Task statement: Leave the pictures out and print every record below exactly as it stands.

══ Given entries ══

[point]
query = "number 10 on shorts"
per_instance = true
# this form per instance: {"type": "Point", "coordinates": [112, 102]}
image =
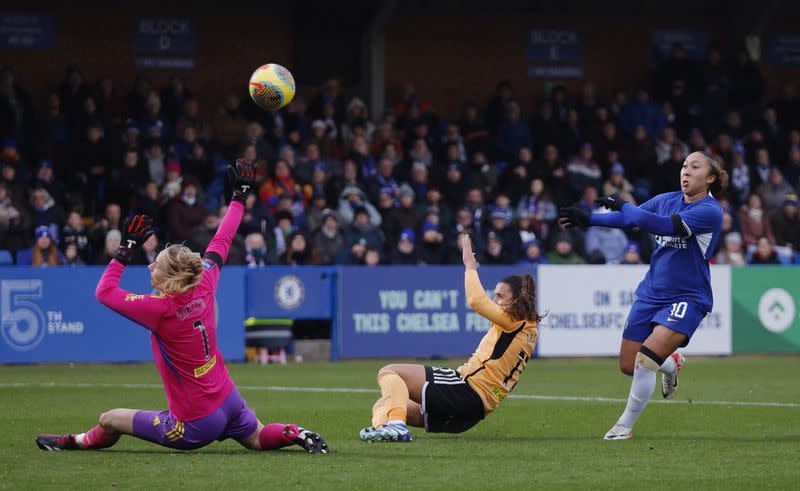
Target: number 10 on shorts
{"type": "Point", "coordinates": [679, 310]}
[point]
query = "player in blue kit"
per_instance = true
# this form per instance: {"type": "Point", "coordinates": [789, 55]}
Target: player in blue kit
{"type": "Point", "coordinates": [675, 295]}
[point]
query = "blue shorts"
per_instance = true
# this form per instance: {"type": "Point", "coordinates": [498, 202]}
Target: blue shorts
{"type": "Point", "coordinates": [682, 317]}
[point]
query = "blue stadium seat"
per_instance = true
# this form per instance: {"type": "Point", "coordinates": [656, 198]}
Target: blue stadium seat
{"type": "Point", "coordinates": [5, 257]}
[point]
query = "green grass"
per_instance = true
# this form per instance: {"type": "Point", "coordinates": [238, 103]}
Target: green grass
{"type": "Point", "coordinates": [525, 444]}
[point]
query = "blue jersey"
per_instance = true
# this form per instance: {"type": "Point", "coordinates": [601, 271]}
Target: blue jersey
{"type": "Point", "coordinates": [679, 267]}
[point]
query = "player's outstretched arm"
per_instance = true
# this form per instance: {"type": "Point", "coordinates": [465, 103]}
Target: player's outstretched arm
{"type": "Point", "coordinates": [143, 309]}
{"type": "Point", "coordinates": [243, 178]}
{"type": "Point", "coordinates": [476, 294]}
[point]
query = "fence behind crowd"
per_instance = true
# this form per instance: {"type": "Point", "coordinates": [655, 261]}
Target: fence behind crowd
{"type": "Point", "coordinates": [51, 315]}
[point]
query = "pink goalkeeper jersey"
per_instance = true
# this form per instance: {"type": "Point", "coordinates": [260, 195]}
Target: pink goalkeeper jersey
{"type": "Point", "coordinates": [183, 328]}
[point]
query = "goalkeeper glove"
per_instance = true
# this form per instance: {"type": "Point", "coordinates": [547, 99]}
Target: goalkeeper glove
{"type": "Point", "coordinates": [135, 233]}
{"type": "Point", "coordinates": [243, 178]}
{"type": "Point", "coordinates": [572, 217]}
{"type": "Point", "coordinates": [612, 202]}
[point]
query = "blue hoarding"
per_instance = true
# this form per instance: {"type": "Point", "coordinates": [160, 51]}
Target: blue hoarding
{"type": "Point", "coordinates": [51, 315]}
{"type": "Point", "coordinates": [26, 30]}
{"type": "Point", "coordinates": [694, 43]}
{"type": "Point", "coordinates": [783, 50]}
{"type": "Point", "coordinates": [410, 311]}
{"type": "Point", "coordinates": [290, 292]}
{"type": "Point", "coordinates": [164, 35]}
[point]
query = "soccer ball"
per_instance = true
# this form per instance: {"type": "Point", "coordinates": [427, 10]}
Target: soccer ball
{"type": "Point", "coordinates": [271, 86]}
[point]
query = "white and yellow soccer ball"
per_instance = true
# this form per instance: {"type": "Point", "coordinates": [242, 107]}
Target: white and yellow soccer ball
{"type": "Point", "coordinates": [272, 86]}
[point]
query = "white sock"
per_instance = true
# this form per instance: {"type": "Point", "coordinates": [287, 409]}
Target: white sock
{"type": "Point", "coordinates": [669, 367]}
{"type": "Point", "coordinates": [642, 387]}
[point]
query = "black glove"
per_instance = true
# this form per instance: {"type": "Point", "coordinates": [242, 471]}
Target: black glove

═══

Answer to this task:
[point]
query = "number 10 on shorts"
per_instance = true
# this form per instance: {"type": "Point", "coordinates": [112, 102]}
image =
Target: number 10 on shorts
{"type": "Point", "coordinates": [679, 310]}
[point]
query = "player in blue kit"
per_instance = true
# this form per instance: {"type": "Point", "coordinates": [789, 55]}
Target: player in blue kit
{"type": "Point", "coordinates": [675, 295]}
[point]
query = "blue shorts"
per_instance = true
# this form per instance: {"type": "Point", "coordinates": [498, 202]}
Target: blue shorts
{"type": "Point", "coordinates": [682, 317]}
[point]
query = "blue stadium seat"
per_instance = true
# this form per instance: {"type": "Point", "coordinates": [656, 198]}
Target: blue stadium seat
{"type": "Point", "coordinates": [5, 257]}
[point]
query = "green grass"
per_instance = true
# this form per instance: {"type": "Point", "coordinates": [238, 103]}
Target: green grass
{"type": "Point", "coordinates": [525, 444]}
[point]
query = "blue jersey"
per_instance = true
# this form per instance: {"type": "Point", "coordinates": [601, 271]}
Target: blue jersey
{"type": "Point", "coordinates": [679, 267]}
[point]
query = "player's outstretched arm"
per_instance = true
# this form per instance: {"type": "Point", "coordinates": [465, 103]}
Target: player's outstretched arm
{"type": "Point", "coordinates": [143, 309]}
{"type": "Point", "coordinates": [243, 178]}
{"type": "Point", "coordinates": [476, 294]}
[point]
query = "fence behind crowd"
per_instance = true
# this form per instance: {"type": "Point", "coordinates": [655, 261]}
Target: fence behind crowd
{"type": "Point", "coordinates": [51, 315]}
[point]
query = "pink goalkeeper jersey"
per_instance = true
# this form per instance: {"type": "Point", "coordinates": [260, 195]}
Target: pink goalkeeper jersey
{"type": "Point", "coordinates": [183, 328]}
[point]
query = "goalkeeper glove"
per_instance = true
# this form per instance: {"type": "Point", "coordinates": [547, 99]}
Target: goalkeeper glove
{"type": "Point", "coordinates": [135, 233]}
{"type": "Point", "coordinates": [243, 178]}
{"type": "Point", "coordinates": [572, 217]}
{"type": "Point", "coordinates": [612, 202]}
[point]
query = "blue hoarding"
per_instance = true
# this form per instance: {"type": "Point", "coordinates": [160, 51]}
Target: blue hoarding
{"type": "Point", "coordinates": [51, 315]}
{"type": "Point", "coordinates": [26, 30]}
{"type": "Point", "coordinates": [694, 43]}
{"type": "Point", "coordinates": [783, 50]}
{"type": "Point", "coordinates": [410, 311]}
{"type": "Point", "coordinates": [290, 292]}
{"type": "Point", "coordinates": [164, 35]}
[point]
query = "soccer ball"
per_instance = true
# this form per instance: {"type": "Point", "coordinates": [427, 10]}
Target: soccer ball
{"type": "Point", "coordinates": [271, 86]}
[point]
query = "white and yellow soccer ball"
per_instance = true
# this form per instance: {"type": "Point", "coordinates": [242, 107]}
Target: white and yellow soccer ball
{"type": "Point", "coordinates": [272, 86]}
[point]
query = "white sock"
per_instance = true
# this form per instance: {"type": "Point", "coordinates": [287, 409]}
Target: white sock
{"type": "Point", "coordinates": [669, 367]}
{"type": "Point", "coordinates": [642, 387]}
[point]
query = "black glove"
per_instance = true
# this form per instance: {"type": "Point", "coordinates": [242, 471]}
Target: black glove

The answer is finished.